§ Required task: Write out the entries below once more, exactly.
--- Start Rows ---
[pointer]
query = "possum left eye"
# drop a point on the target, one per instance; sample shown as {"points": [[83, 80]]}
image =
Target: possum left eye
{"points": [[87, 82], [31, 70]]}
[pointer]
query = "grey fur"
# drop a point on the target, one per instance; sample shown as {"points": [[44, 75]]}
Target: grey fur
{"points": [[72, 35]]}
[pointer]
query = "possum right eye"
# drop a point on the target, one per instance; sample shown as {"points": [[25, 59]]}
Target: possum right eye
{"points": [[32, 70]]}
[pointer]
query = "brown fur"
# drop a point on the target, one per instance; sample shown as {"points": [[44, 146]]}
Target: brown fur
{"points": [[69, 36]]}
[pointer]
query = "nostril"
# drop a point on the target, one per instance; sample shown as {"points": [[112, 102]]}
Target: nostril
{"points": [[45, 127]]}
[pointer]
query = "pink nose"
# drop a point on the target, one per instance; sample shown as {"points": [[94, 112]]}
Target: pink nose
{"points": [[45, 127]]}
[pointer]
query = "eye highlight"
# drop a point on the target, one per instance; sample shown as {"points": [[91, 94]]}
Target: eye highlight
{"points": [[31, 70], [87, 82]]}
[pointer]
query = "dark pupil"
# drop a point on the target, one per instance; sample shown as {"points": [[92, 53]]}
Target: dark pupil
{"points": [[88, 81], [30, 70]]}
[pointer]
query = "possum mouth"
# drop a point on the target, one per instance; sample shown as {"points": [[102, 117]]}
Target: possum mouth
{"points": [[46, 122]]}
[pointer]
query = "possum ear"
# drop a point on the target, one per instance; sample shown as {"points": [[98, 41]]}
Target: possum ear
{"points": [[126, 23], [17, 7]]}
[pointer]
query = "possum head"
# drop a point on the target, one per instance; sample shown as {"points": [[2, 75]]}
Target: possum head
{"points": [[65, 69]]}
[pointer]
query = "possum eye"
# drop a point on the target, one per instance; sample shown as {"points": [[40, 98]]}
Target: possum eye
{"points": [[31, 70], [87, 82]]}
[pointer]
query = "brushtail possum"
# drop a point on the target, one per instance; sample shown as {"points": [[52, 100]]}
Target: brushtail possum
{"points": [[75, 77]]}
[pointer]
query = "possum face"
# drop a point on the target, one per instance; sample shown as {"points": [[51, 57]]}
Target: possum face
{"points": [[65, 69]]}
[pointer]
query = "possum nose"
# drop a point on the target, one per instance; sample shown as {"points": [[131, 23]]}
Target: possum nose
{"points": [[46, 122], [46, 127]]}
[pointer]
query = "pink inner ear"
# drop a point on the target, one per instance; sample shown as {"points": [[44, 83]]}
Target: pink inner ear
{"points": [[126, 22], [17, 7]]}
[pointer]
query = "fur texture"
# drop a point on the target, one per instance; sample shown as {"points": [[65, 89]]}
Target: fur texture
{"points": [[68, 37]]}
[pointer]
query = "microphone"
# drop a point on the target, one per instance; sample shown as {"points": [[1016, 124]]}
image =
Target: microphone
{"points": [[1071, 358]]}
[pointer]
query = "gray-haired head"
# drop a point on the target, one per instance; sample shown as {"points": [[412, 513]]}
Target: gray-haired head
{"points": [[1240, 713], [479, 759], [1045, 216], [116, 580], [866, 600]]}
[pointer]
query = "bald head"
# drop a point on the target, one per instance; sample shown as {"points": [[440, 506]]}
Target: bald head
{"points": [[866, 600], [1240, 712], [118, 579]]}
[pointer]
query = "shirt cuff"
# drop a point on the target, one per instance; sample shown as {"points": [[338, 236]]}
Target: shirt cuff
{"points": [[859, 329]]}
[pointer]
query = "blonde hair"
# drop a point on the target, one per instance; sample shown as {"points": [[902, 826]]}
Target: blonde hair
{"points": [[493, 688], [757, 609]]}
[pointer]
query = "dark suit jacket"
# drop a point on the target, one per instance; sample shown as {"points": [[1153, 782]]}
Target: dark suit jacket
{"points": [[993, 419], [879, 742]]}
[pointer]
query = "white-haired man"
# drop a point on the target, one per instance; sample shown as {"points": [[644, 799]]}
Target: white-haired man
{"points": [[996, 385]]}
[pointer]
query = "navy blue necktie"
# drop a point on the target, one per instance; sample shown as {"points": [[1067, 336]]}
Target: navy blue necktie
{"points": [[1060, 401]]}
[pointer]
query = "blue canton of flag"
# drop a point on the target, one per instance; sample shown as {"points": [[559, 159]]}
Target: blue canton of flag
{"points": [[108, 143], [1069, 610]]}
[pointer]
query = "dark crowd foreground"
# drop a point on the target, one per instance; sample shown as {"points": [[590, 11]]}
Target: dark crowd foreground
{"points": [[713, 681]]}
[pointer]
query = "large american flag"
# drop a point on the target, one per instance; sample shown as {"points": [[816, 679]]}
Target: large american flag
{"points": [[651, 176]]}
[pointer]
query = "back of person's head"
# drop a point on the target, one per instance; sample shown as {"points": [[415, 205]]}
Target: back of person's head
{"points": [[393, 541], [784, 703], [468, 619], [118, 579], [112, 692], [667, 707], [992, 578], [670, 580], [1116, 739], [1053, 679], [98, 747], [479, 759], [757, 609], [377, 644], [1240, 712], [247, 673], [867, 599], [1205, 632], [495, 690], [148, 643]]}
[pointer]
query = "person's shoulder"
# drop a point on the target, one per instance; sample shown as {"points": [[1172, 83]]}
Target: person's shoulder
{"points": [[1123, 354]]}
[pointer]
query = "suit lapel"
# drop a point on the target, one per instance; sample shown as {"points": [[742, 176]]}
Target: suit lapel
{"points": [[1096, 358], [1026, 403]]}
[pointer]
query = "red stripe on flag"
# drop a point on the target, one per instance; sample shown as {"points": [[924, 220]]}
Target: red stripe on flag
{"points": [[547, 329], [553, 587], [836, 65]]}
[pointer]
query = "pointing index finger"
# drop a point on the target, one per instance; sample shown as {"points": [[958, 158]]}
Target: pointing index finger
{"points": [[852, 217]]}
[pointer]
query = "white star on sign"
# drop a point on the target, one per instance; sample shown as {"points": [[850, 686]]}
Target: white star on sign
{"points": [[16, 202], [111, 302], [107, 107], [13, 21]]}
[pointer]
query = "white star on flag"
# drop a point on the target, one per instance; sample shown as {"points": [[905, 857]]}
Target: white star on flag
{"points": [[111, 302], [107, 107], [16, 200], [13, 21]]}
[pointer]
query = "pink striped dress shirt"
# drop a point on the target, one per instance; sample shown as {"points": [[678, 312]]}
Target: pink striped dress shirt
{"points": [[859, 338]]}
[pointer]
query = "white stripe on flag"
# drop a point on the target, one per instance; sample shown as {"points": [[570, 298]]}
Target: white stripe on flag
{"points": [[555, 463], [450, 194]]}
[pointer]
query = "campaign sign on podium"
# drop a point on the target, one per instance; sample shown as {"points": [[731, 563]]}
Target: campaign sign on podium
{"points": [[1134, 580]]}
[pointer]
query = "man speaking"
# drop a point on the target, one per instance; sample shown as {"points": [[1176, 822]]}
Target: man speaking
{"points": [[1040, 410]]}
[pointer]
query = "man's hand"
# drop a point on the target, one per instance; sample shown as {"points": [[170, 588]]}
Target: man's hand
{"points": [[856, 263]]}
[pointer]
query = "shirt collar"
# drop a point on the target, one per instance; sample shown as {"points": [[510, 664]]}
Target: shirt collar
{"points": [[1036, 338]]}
--- End Rows ---
§ Task result:
[pointer]
query = "possum left eye"
# drop a point on the target, one per instance; sample shown as {"points": [[83, 80]]}
image =
Target: possum left eye
{"points": [[87, 82], [31, 70]]}
[pointer]
query = "grey fur"
# drop a point on the target, one per instance; sample shown as {"points": [[44, 75]]}
Target: grey fur
{"points": [[72, 35]]}
[pointer]
query = "possum right eye"
# drop a point on the target, one per instance; sample shown as {"points": [[25, 59]]}
Target: possum right eye
{"points": [[32, 70]]}
[pointer]
query = "brown fur"
# drop a point on the target, one per instance; sample shown as {"points": [[44, 146]]}
Target: brown fur
{"points": [[69, 36]]}
[pointer]
query = "nostril"
# drop a point on the target, one per instance; sample shown as {"points": [[112, 102]]}
Target: nostril
{"points": [[45, 127]]}
[pointer]
query = "pink nose"
# drop a point on the target, one per instance; sample shown as {"points": [[94, 112]]}
Target: pink nose
{"points": [[45, 127]]}
[pointer]
query = "eye highlight"
# drop a point on the target, one per instance; sample shown as {"points": [[91, 94]]}
Target: eye highlight
{"points": [[31, 70], [87, 82]]}
[pointer]
query = "dark pupil"
# drop a point on the target, one per instance; sample shown as {"points": [[92, 53]]}
Target: dark pupil
{"points": [[88, 81], [30, 70]]}
[pointer]
query = "possum mouth"
# drop a point on the target, one per instance; sample shown as {"points": [[102, 117]]}
Target: possum mouth
{"points": [[46, 122]]}
[pointer]
query = "possum ear"
# drop a point on the target, one per instance; sample shown as {"points": [[98, 41]]}
Target: possum ear
{"points": [[126, 23], [17, 7]]}
[pointer]
query = "possum head"
# drop a point on the target, one per instance; sample shown as {"points": [[2, 75]]}
Target: possum head
{"points": [[65, 69]]}
[pointer]
query = "possum eye"
# drop a point on the target, one per instance; sample shown as {"points": [[40, 98]]}
Target: possum eye
{"points": [[31, 70], [87, 82]]}
[pointer]
query = "brushtail possum"
# drop a point on the target, one per instance; sample shown as {"points": [[52, 100]]}
Target: brushtail possum
{"points": [[75, 77]]}
[pointer]
query = "possum face"
# drop a point on the target, one per instance; sample shown as {"points": [[51, 57]]}
Target: possum face
{"points": [[65, 69]]}
[pointer]
query = "possum nose"
# drop a point on the target, one per instance; sample shown as {"points": [[131, 23]]}
Target: possum nose
{"points": [[46, 122], [46, 127]]}
[pointer]
query = "pink inner ear"
# drop a point on the target, one per instance; sample shown as {"points": [[44, 83]]}
Target: pink inner ear
{"points": [[126, 22], [17, 7]]}
[pointer]
query = "fur texture"
# drop a point on the target, one per instance; sample shown as {"points": [[65, 89]]}
Target: fur texture
{"points": [[68, 37]]}
[pointer]
query = "microphone"
# drop a point on the target, one per instance; sample shown as {"points": [[1016, 124]]}
image =
Target: microphone
{"points": [[1071, 358]]}
[pointer]
query = "gray-haired head"
# drop a point on the target, one per instance; sample shown as {"points": [[412, 513]]}
Target: gray-haired head
{"points": [[1240, 713], [479, 759], [1045, 216], [116, 580], [866, 600]]}
[pointer]
query = "bald head"
# drop a point on the target, one per instance; sample shown as {"points": [[440, 506]]}
Target: bald head
{"points": [[866, 600], [1240, 712], [118, 579]]}
[pointer]
query = "shirt cuff"
# drop a point on the target, one per instance; sample shown as {"points": [[338, 236]]}
Target: shirt cuff
{"points": [[859, 329]]}
[pointer]
query = "blonde hair"
# drop a point on the target, one per instance; sample shown as {"points": [[902, 826]]}
Target: blonde hair
{"points": [[493, 688], [757, 609]]}
[pointer]
query = "dark suit jacket"
# drop a point on the target, one per instance; sample shown as {"points": [[1153, 782]]}
Target: dark suit jacket
{"points": [[993, 419], [879, 742]]}
[pointer]
query = "white-haired man"
# drop a point on the target, one per instance; sample shown as {"points": [[644, 799]]}
Target: white-haired man
{"points": [[996, 385]]}
[pointer]
query = "navy blue necktie"
# drop a point on the target, one per instance; sample shown as {"points": [[1067, 336]]}
Target: navy blue necktie
{"points": [[1060, 401]]}
[pointer]
query = "blue canton of flag"
# drop a point on the target, one per instance; sample shown as {"points": [[559, 159]]}
Target: blue canton of flag
{"points": [[108, 143], [1069, 610]]}
[pointer]
query = "dark crowd foreground"
# drop a point on the target, one per instance; sample shown as {"points": [[590, 11]]}
Target: dark crowd foreground
{"points": [[713, 681]]}
[pointer]
query = "large american flag"
# drop a point on the target, one per instance; sample shown as {"points": [[816, 679]]}
Target: large american flag
{"points": [[651, 176]]}
[pointer]
query = "back of person's head"
# drop a point on the target, one per instance; sample shown as {"points": [[415, 205]]}
Target: back of person's head
{"points": [[393, 541], [784, 703], [468, 619], [118, 579], [112, 692], [667, 707], [992, 578], [670, 580], [1116, 739], [1053, 679], [98, 747], [479, 759], [757, 609], [377, 644], [1240, 712], [247, 673], [867, 599], [1205, 632], [495, 690], [148, 643]]}
[pointer]
query = "person's shoulder"
# drop a point on the target, one per instance; sample shown as {"points": [[1172, 83]]}
Target: person's shoulder
{"points": [[1123, 354]]}
[pointer]
query = "suit lapel"
# drop a point on the target, one per instance; sample shown as {"points": [[742, 176]]}
Target: suit lapel
{"points": [[1096, 358], [1026, 403]]}
[pointer]
query = "red stripe on flag"
# drop a point on the target, one per instance; sample shown as {"points": [[924, 220]]}
Target: red stripe on flag
{"points": [[547, 329], [553, 587], [836, 65]]}
[pointer]
query = "pointing index finger"
# drop a point on the target, one per instance; sample shown as {"points": [[958, 158]]}
Target: pointing index finger
{"points": [[852, 217]]}
[pointer]
query = "white star on sign"
# drop a point on the target, one per instance; sample shown as {"points": [[850, 686]]}
Target: white star on sign
{"points": [[16, 202], [111, 302], [107, 107], [13, 21]]}
[pointer]
query = "white star on flag"
# drop a point on the target, one per instance; sample shown as {"points": [[905, 857]]}
Target: white star on flag
{"points": [[111, 302], [107, 107], [16, 200], [13, 21]]}
[pointer]
query = "pink striped dress shirt"
# drop a point on the target, one per instance; sample shown as {"points": [[678, 312]]}
Target: pink striped dress shirt
{"points": [[859, 338]]}
[pointer]
query = "white stripe on flag"
# drop a point on the target, one per instance; sample shown as {"points": [[570, 298]]}
Target: white stripe on flag
{"points": [[555, 463], [450, 194]]}
[pointer]
query = "campaign sign on podium"
# drop a point on the target, one per instance; sample shown as {"points": [[731, 563]]}
Target: campaign sign on podium
{"points": [[1134, 580]]}
[pointer]
query = "man speaking"
# drop a point on the target, one per instance; sample shown as {"points": [[1176, 822]]}
Target: man speaking
{"points": [[1040, 410]]}
[pointer]
query = "man's hand"
# drop a point on the target, one per instance; sample shown as {"points": [[170, 588]]}
Target: man's hand
{"points": [[856, 263]]}
[pointer]
query = "shirt collar"
# drop a point on the target, one per instance; sample shown as {"points": [[510, 664]]}
Target: shirt collar
{"points": [[1036, 338]]}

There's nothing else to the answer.